-- Text segment --
########

Glen Innes Hospital Auxiliary Life Member and Patron Jan Sharman OAM puts her signature – the very first – on the community petition for a $20 million refurbishment of Glen Innes District Hospital today. Northern Tablelands MP Adam Marshall, President Edna Holder, left, and Carol Shannon look on.

Monday, 15 October 2018

VOCAL locals have joined Northern Tablelands MP Adam Marshall in Glen Innes today to launch a petition aimed at driving a community and political campaign to secure a $20 million refurbishment for Glen Innes District Hospital from the State Government.

Members of the local hospital auxiliary joined Mr Marshall at the hospital in a high profile pitch to the State Government and local health departmental leaders from Hunter New England Health to make the project a budget reality.

Mr Marshall said Glen Innes desperately needed a refurb program and he’s driving a two-pronged campaign from community and politics to get it.

“By showing we’ve got widespread community support for this project, we’ve got more political muscle to achieve that,” Mr Marshall said.

“By bringing the community together to show support, it makes a stronger case to secure the $20 million I reckon is the minimum project budget we need.”

A group of about 40 supporters were at the hospital as Mr Marshall launched the petition with auxiliary members the first to sign up.

Mr Marshall said the public push would seriously add weight to the lobbying he would undertake with Ministerial colleagues.

“Don’t doubt that people power means something because I want to make sure when I go to the Health Minister and Treasurer later this year saying I want $20 million for Glen Innes that I’ve got the strongest possible case I can to put on the table,” he said.

“And to do that, I need to demonstrate that this isn’t just something that Adam Marshall wants, or that the local council wants, or the Hospital Auxiliary, I need to demonstrate in a tangible way that every single person in this community wants this to happen.

“People power is a powerful and essential ingredient when it comes to political push on this scale.”

The same approach was incredibly successful in the Armidale and Inverell communities, helping secure two $60 million hospital redevelopments. Last week Mr Marshall launched a similar petition in Moree to get full redevelopment the hospital.

“This Glen Innes campaign will be fought in a similar vein with the same dogged determination so that we give ourselves the very best chance of achieving our goal,” Mr Marshall said.

########

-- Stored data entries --
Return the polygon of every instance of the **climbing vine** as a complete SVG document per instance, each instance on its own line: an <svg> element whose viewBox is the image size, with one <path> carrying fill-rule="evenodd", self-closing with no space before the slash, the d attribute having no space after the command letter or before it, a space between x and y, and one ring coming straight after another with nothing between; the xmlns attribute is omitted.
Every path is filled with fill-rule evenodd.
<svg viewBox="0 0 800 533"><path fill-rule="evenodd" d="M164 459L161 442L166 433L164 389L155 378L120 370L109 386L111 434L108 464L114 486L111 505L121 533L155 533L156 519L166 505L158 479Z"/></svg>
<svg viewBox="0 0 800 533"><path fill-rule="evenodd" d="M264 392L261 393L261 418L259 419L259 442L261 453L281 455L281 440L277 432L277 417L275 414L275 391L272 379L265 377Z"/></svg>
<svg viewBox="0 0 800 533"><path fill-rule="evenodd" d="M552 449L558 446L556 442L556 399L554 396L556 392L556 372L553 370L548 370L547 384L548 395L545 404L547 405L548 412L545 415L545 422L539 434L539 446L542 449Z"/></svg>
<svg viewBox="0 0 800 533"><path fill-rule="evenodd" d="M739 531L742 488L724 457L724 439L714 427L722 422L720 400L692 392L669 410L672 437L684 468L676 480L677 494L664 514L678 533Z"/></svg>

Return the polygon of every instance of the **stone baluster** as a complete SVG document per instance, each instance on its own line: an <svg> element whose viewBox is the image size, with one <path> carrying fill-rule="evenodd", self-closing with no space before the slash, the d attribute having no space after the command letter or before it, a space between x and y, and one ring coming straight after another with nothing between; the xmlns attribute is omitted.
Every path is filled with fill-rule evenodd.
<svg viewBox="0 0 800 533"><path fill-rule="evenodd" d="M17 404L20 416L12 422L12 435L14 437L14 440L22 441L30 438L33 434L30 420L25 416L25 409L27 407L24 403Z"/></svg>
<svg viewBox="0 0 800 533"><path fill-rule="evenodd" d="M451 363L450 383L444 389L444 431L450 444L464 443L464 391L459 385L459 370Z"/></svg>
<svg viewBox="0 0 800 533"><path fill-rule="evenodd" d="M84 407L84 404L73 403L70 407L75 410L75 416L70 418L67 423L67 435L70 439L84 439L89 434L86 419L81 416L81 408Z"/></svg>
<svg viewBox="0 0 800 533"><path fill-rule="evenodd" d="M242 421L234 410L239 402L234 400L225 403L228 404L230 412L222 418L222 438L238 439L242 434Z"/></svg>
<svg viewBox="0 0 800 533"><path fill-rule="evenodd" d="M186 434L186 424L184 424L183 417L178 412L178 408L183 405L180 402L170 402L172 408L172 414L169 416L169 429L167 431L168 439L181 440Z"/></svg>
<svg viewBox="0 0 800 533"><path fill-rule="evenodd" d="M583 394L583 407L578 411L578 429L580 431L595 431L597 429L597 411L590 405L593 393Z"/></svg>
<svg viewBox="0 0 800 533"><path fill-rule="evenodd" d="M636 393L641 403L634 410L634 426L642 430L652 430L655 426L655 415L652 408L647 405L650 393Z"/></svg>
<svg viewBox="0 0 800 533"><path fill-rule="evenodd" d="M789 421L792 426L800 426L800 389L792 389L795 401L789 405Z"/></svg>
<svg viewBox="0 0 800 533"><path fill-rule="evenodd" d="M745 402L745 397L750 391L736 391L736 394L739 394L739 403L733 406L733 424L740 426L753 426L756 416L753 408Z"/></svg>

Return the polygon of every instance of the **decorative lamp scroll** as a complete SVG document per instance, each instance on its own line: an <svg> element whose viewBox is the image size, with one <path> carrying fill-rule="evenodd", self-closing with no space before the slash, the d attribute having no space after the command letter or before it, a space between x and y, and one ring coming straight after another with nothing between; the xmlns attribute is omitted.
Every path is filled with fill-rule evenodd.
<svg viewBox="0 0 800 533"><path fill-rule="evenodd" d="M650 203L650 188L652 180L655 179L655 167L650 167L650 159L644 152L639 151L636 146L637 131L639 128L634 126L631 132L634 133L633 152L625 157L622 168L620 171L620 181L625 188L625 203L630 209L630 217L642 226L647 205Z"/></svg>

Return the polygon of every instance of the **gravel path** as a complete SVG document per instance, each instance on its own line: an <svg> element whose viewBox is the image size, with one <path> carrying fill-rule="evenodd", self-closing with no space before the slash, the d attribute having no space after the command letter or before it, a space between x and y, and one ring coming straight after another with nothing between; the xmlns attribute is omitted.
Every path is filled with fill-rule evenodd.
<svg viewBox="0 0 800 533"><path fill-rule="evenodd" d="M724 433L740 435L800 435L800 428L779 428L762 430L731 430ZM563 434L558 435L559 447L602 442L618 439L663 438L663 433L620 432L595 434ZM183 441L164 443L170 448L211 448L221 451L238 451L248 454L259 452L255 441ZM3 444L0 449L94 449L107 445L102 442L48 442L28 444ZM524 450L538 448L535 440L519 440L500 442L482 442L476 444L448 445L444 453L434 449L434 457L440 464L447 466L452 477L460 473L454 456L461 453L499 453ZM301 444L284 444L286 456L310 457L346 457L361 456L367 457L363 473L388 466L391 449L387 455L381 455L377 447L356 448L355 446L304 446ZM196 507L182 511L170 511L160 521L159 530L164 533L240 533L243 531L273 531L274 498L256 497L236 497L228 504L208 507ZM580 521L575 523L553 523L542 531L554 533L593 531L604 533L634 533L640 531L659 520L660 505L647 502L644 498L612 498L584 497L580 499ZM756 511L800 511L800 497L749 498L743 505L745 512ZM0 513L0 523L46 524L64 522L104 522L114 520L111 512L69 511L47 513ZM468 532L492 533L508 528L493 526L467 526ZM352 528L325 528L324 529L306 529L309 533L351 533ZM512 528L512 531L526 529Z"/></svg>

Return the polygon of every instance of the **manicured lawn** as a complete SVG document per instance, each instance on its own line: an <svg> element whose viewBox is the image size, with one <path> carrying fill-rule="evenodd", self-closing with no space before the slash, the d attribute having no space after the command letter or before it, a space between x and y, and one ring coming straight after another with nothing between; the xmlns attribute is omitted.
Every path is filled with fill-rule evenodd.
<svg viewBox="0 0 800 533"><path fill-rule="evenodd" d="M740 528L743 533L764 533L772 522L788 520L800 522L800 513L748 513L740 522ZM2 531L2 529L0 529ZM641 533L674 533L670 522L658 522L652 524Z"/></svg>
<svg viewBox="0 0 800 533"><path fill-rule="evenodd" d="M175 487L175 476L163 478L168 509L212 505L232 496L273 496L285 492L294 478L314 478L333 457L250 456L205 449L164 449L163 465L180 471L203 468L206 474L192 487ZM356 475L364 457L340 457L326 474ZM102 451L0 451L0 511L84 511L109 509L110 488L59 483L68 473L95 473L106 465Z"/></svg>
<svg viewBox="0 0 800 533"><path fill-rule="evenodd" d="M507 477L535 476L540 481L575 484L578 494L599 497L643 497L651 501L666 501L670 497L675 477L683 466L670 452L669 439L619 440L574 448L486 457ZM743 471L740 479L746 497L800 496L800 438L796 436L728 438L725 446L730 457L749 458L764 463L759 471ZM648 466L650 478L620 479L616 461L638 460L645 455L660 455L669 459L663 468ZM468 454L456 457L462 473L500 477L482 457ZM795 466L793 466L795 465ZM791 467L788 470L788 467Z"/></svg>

########

-- What to do --
- 1) Duplicate the passage from the hospital petition article, beginning at the words "Monday, 15 October" and stopping after "a budget reality.".
- 2) According to the hospital petition article, how many supporters were at the hospital when the petition was launched?

-- Expected outputs --
- 1)
Monday, 15 October 2018

VOCAL locals have joined Northern Tablelands MP Adam Marshall in Glen Innes today to launch a petition aimed at driving a community and political campaign to secure a $20 million refurbishment for Glen Innes District Hospital from the State Government.

Members of the local hospital auxiliary joined Mr Marshall at the hospital in a high profile pitch to the State Government and local health departmental leaders from Hunter New England Health to make the project a budget reality.

- 2) About 40 supporters were there.